Pictures excluded, copy every record that follows exactly as it appears.
[[ LISTED RECORDS open ]]
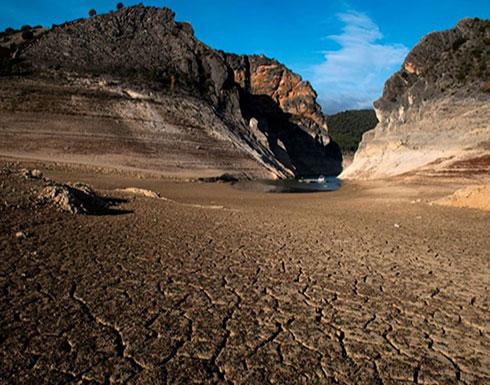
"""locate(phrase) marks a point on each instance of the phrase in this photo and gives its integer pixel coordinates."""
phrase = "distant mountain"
(140, 69)
(435, 112)
(346, 128)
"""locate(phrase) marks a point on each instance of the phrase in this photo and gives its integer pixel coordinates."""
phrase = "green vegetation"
(346, 128)
(27, 35)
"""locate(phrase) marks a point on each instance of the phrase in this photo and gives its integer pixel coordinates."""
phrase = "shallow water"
[[ LISTED RECORDS closed ]]
## TASK SOLUTION
"""locate(phrase) marks a point on each instance of the phrase in this photo and gives its integer pixel coordinates."""
phrase = "distant mountain"
(140, 69)
(435, 112)
(346, 128)
"""locate(phrase) marks a point on each instance of the phrase in this photo and gives its integer pixel coordinates."""
phrase = "green vegetation"
(346, 128)
(27, 35)
"""locate(phrase) marks a point on each instance of the phrase in this photo and gives its integer pixel coordinates."""
phrase = "shallow water"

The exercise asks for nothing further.